- [Aim of the exercise] Below are lines of data; give the number of them that contain "queried", and only that.

- [Recorded data]

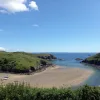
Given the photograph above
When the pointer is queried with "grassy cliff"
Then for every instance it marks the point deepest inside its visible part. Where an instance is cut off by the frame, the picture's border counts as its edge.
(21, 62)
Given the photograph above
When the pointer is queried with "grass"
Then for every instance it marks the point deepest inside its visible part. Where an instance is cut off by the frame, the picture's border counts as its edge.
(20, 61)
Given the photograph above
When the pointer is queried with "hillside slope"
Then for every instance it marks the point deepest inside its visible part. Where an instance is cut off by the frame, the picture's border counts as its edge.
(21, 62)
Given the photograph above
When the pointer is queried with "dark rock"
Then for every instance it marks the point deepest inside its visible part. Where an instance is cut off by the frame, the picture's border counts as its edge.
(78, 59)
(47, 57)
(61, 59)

...

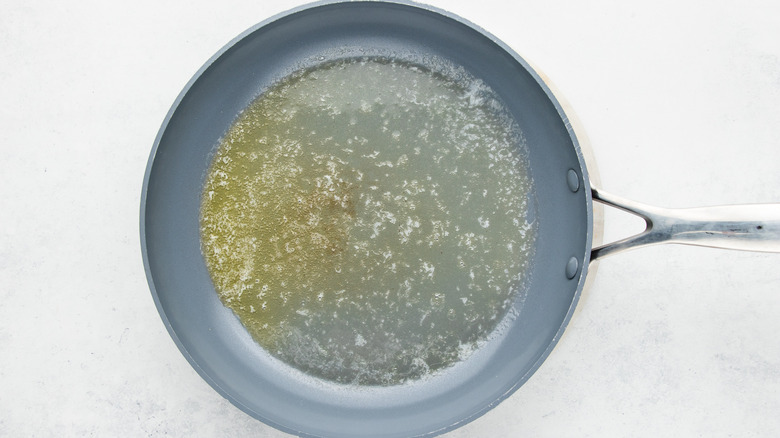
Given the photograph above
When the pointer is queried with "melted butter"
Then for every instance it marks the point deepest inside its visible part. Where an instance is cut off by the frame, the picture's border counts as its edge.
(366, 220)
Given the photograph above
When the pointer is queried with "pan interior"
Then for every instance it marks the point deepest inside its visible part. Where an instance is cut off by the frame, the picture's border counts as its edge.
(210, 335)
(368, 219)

- [Your solution] 6